**WORK TO COMPLETE:**
Please take the records that follow and repeat exactly the lines starting with the line with "Subject = bed" and going on through the line with "Subject = chest of drawers".

[Source data]

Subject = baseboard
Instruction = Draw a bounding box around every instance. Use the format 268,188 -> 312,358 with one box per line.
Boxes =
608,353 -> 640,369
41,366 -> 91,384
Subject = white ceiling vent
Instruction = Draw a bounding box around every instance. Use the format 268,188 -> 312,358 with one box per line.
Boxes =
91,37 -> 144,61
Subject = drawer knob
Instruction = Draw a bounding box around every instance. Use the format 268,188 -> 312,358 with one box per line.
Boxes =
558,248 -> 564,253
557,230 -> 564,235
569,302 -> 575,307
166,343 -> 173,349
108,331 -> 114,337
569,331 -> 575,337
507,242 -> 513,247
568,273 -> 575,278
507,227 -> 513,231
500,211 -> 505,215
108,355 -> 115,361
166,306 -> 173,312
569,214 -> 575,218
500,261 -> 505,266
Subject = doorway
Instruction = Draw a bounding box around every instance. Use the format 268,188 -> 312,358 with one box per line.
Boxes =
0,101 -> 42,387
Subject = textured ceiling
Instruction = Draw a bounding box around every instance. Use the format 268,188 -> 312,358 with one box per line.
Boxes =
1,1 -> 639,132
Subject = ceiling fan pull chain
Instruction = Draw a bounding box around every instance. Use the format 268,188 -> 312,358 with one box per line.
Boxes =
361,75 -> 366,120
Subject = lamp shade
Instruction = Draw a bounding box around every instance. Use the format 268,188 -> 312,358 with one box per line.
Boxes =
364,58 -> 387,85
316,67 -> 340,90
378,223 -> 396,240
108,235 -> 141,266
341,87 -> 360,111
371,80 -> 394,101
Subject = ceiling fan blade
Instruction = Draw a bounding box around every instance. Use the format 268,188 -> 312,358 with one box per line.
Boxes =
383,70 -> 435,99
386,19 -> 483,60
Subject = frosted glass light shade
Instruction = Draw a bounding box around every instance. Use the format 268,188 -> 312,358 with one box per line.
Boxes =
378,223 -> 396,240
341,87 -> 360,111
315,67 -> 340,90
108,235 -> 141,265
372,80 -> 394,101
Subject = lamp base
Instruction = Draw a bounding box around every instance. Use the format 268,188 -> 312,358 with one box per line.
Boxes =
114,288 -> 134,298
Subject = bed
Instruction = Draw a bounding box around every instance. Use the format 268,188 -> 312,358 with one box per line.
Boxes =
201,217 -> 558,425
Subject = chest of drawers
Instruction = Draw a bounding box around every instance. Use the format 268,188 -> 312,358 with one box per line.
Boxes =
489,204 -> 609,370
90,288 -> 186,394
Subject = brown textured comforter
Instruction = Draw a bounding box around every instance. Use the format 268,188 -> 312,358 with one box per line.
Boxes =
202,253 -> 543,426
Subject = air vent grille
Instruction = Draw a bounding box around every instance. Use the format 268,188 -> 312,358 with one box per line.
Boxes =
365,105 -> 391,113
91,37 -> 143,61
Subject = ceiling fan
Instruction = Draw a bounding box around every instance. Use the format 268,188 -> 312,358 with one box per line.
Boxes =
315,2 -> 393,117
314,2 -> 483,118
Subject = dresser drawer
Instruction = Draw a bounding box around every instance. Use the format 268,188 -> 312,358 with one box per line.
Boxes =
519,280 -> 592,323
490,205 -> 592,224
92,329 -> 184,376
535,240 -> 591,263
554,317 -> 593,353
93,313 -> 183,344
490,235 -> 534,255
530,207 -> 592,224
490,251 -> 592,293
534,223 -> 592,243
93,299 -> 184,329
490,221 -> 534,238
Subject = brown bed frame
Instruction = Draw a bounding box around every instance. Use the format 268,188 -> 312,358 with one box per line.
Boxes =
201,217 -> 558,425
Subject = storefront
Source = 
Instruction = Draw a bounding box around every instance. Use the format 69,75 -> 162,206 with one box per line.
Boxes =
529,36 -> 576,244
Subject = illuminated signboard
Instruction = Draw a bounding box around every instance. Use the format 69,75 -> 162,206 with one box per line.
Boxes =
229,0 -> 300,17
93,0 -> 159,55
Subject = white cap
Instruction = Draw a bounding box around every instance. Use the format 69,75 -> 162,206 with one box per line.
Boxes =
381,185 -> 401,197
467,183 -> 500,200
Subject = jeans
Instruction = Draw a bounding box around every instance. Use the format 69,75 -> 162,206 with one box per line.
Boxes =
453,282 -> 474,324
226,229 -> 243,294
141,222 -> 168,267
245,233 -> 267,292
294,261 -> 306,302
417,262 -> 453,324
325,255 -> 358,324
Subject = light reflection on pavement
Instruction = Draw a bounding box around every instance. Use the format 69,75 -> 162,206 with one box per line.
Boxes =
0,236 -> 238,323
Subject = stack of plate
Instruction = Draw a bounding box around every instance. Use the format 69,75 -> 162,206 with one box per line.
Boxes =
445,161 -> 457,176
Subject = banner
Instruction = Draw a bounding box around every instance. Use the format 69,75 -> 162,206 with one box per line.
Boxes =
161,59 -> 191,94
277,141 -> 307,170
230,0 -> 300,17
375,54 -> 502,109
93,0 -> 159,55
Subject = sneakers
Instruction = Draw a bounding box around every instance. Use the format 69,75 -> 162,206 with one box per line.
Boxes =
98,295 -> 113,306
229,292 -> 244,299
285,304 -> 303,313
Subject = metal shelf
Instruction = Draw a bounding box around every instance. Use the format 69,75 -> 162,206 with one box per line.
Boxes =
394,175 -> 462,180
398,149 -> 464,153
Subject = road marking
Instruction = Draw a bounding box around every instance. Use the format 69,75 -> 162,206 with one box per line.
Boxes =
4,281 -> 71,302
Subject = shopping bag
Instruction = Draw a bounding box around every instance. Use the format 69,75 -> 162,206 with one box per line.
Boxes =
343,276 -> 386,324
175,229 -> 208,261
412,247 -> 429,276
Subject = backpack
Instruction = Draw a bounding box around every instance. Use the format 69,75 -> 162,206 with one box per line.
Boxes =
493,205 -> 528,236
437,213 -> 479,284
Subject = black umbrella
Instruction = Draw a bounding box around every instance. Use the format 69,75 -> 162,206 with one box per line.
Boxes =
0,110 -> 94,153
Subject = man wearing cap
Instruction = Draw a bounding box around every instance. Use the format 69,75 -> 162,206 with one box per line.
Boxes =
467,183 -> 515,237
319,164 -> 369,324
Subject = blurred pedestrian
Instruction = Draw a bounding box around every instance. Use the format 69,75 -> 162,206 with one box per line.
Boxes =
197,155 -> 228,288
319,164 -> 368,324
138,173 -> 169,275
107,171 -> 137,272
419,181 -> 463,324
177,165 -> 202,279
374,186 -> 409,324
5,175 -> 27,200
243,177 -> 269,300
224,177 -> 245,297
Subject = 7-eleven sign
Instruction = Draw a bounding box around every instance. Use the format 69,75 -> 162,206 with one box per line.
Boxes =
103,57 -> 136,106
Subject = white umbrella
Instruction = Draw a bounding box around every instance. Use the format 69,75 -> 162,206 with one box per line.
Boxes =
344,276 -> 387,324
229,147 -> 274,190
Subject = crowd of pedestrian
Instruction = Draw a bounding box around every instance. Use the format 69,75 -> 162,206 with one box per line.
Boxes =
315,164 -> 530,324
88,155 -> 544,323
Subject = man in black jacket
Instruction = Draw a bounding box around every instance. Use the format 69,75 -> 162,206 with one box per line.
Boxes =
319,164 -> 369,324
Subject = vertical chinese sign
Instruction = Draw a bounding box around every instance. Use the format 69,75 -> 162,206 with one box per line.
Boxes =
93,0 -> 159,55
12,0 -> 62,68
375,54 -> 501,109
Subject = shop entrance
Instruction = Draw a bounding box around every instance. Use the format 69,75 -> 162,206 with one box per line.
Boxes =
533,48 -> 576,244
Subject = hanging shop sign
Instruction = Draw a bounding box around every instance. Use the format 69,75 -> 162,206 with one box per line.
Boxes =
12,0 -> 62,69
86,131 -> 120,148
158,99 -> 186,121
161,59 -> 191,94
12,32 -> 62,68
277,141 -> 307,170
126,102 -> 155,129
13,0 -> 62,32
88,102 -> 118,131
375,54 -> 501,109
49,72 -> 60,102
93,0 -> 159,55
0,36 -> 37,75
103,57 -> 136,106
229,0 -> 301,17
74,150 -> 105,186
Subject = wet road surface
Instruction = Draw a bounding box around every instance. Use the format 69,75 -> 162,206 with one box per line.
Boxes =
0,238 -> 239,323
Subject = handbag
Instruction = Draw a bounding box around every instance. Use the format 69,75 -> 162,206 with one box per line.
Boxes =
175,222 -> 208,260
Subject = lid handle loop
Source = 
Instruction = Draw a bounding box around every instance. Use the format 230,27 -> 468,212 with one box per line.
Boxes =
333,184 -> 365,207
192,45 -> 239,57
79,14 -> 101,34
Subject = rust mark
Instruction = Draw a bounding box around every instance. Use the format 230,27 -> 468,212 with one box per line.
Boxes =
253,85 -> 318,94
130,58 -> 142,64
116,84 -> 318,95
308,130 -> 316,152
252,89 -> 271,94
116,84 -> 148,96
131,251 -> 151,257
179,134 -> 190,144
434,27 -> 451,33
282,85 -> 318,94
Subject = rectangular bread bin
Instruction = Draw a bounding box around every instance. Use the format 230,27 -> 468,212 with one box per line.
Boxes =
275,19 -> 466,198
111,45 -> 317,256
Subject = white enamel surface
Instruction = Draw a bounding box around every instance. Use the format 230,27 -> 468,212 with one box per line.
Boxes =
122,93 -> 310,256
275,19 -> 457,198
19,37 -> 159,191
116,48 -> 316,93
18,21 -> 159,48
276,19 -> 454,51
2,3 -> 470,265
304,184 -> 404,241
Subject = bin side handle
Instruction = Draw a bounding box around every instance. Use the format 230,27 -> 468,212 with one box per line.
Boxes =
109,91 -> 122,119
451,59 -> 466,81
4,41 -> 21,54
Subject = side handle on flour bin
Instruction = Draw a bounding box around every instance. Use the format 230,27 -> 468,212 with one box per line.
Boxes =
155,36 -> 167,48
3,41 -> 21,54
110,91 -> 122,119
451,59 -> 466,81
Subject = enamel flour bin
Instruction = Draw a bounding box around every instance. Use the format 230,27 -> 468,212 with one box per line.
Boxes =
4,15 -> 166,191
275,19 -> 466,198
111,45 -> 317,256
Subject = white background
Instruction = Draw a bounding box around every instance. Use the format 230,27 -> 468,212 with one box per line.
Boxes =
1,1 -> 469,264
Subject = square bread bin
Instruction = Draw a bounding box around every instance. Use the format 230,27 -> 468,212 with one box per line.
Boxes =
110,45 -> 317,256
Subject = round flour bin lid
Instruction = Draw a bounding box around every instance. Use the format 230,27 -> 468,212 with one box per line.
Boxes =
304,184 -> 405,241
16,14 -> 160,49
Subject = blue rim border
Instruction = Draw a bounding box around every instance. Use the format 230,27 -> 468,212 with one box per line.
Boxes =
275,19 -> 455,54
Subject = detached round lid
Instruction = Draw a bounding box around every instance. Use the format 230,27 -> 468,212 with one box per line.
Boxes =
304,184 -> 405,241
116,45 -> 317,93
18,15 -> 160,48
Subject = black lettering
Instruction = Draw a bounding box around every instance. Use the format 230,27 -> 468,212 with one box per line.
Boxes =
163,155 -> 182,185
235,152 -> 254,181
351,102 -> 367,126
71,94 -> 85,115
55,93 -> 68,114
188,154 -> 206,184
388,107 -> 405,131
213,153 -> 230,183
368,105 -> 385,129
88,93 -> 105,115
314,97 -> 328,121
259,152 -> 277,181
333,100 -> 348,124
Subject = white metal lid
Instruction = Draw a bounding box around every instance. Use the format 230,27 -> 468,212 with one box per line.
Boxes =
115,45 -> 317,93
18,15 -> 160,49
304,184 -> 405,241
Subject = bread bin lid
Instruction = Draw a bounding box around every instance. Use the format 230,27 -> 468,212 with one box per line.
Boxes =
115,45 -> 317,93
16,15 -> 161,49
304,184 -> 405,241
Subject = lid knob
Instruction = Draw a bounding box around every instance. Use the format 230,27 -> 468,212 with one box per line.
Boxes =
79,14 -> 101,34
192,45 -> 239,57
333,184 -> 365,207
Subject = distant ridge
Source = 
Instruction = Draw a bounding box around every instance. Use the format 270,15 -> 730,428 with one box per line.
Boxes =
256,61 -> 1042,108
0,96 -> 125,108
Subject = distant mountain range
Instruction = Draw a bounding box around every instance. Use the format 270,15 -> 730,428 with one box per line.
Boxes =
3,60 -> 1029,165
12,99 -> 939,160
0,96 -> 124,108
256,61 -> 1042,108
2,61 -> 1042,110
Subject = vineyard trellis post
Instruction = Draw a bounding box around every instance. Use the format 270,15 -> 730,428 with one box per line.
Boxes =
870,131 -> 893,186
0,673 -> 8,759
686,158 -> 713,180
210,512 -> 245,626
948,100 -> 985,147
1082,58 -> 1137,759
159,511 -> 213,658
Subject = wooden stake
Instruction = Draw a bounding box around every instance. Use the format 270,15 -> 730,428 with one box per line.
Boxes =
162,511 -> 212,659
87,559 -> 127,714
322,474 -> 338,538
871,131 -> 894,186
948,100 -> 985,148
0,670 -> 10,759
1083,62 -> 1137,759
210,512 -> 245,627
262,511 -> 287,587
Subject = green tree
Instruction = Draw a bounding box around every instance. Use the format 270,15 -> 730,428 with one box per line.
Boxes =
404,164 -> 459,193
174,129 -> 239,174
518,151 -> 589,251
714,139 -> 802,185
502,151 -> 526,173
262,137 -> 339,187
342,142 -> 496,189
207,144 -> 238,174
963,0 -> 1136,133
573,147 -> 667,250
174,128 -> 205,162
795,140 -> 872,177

**TASK SOLUTION:**
Subject = bed
Instruction = Draw a bounding box around every instance. Use the format 268,188 -> 312,358 with one box per line.
Boxes =
201,217 -> 558,425
Subject = chest of drawers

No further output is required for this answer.